**SOURCE TEXT**.
=-=-=-=-=

Multi-omics Auto-discovery

U-Chrom can expose an agent-readable schema directly from a .h5cd file. The schema is stored in cdata.uns["auto_discovery_schema"], so discovery agents can reason from the same object that downstream analyses load.

Schema

from uchrom import ChromData

cdata = ChromData.read("takei2025_cerebellum_rep1.h5cd")
schema = cdata.build_discovery_schema(store=True)
print(cdata.describe_for_agent())
cdata.write("takei2025_cerebellum_rep1.h5cd")

The schema records:

  • axes: spot, trace, cell, marker, gene

  • modalities: chromatin tracing, IF tracks, cell metadata, linked RNA

  • field catalogs: spots, tracks, cells, cellm, linked_adata

  • known missing data, such as raw RNA spot geometry or scRNA reference

  • recommended verification checks for generated parameters

Runner

The local runner performs:

h5cd schema -> idea generation -> schema review -> notebook creation
-> notebook execution -> verification -> report

Run the default PantheonOS-agent backend:

MPLBACKEND=Agg python -m uchrom.auto_discovery run data.h5cd runs/pantheon \
  --model openai/gpt-5.5 \
  --idea-agent-count 3 \
  --notebook-agent-concurrency 3 \
  --max-ideas 4

The PantheonOS backend creates two agent stages. Idea agents receive only file access to the serialized h5cd discovery schema. Accepted ideas are converted into scaffold notebooks, then notebook agents receive file access plus live notebook tools. They can read the notebook, insert Markdown notes, insert or update code cells, execute cells, inspect outputs, and refine the analysis inside the notebook. The runner then re-executes the final notebook from top to bottom and verifies the outputs for reproducibility.

Notebook agents are instructed to produce a quantitative matplotlib figure for each verified idea. The scaffold and lightweight runner executor force matplotlib to the non-interactive Agg backend so batch/doc runs do not open local GUI windows. For large batches, keep graphical abstract generation decoupled from notebook verification; generated schematics should be added as a separate low-concurrency post-processing pass so image-generation latency cannot block statistical exploration.

For direct backend debugging, the lower-level OpenAI path remains available:

python -m uchrom.auto_discovery run data.h5cd runs/openai \
  --idea-source openai \
  --code-source openai \
  --model gpt-5.5 \
  --reasoning-effort medium \
  --max-ideas 4

Each run writes:

  • ideas.jsonl

  • reviews.jsonl

  • results.jsonl

  • agent_records.jsonl

  • report.md

  • one notebook per accepted idea under notebooks/

Verified Notebook Exports

The Takei 2025 tutorial build includes standalone HTML exports from a completed 20-idea Pantheon notebook-agent batch. The batch generated 20 ideas, accepted 20 after h5cd schema review, executed 20 notebooks, and U-Chrom re-executed/verified all 20 with explicit hypothesis tests and saved statistical figures.

=-=-=-=-=

**AVAILABLE DATA**.
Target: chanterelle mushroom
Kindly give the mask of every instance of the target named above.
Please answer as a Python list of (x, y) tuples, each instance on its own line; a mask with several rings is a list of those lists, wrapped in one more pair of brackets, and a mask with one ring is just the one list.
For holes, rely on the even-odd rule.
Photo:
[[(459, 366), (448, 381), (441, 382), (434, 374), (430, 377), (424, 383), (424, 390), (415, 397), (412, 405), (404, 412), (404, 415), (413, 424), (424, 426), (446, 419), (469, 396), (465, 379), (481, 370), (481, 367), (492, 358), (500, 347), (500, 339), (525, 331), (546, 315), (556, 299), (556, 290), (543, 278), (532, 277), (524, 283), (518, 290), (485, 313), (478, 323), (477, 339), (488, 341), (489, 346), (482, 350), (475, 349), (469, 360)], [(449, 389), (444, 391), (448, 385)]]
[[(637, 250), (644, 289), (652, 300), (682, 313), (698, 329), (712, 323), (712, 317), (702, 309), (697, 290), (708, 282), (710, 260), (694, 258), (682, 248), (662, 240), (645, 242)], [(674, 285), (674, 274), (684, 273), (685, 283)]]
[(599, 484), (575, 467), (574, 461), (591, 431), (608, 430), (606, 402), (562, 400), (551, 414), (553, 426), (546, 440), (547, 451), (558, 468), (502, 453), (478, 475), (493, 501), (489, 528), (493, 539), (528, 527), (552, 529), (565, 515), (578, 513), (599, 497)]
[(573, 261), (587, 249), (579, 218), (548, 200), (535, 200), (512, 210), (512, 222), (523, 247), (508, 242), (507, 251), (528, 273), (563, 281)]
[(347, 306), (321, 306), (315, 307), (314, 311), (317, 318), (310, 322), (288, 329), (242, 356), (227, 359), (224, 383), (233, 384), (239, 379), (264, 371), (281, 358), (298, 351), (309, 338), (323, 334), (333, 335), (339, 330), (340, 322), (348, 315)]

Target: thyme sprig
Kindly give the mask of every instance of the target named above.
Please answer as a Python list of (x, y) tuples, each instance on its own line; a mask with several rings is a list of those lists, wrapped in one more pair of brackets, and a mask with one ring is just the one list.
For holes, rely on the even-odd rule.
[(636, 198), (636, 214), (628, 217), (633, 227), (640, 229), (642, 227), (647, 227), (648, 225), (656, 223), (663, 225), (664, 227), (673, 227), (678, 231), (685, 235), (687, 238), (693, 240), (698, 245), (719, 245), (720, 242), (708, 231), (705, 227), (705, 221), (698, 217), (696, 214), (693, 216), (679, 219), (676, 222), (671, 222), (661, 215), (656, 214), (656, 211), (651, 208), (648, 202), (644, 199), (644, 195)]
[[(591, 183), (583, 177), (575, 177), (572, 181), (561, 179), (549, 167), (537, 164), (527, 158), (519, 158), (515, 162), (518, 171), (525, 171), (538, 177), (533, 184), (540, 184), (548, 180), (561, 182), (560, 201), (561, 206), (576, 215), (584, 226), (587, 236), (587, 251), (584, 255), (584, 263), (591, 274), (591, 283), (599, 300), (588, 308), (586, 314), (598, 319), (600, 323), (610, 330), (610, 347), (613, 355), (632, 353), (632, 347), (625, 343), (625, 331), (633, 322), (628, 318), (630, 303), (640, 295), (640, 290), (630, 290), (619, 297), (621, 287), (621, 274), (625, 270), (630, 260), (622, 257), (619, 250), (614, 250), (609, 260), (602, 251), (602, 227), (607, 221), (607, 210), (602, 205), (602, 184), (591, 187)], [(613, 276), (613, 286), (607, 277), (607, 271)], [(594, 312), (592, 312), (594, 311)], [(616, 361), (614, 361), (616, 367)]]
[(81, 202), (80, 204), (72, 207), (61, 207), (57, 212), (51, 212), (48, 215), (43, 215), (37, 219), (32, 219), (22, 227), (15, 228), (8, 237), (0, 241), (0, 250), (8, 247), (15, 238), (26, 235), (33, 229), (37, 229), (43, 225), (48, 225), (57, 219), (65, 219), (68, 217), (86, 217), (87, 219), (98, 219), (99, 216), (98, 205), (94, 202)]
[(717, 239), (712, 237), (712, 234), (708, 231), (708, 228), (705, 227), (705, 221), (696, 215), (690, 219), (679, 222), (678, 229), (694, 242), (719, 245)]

=-=-=-=-=

**TASK 1**.
From the U-Chrom auto-discovery page, list every output that each run writes.
**TASK 2**.
Write the next part of the U-Chrom auto-discovery page, starting after its last sentence.
The material shown above comes from a different source than the U-Chrom auto-discovery page.

**ANSWER SPACE 1**.
- ideas.jsonl
- reviews.jsonl
- results.jsonl
- agent_records.jsonl
- report.md
- one notebook per accepted idea under notebooks/

**ANSWER SPACE 2**.
The exported notebooks intentionally separate quantitative verification from optional schematic generation. Main exploration notebooks include statistical matplotlib figures; generated graphical abstracts should be added by a separate low-concurrency post-processing pass when needed.

Notebook-first Code Agent

The code agent is not limited to a fixed tool registry. It can generate free-form Python, but the exploration is auditable because every accepted idea gets a notebook with:

  • a readable Markdown idea brief generated by the idea agent

  • data/schema checks

  • agent-authored Markdown notes and executable analysis cells

  • an explicit hypothesis test with null/alternative hypotheses, test method, p-value, effect size, and sample-size/context notes

  • a statistical matplotlib figure explaining the observed parameter

  • an optional post-processed scientific schematic / graphical abstract

  • result table output

  • verification summary

Successful notebook code can later be promoted into stable modules such as uchrom.fea or uchrom.strc.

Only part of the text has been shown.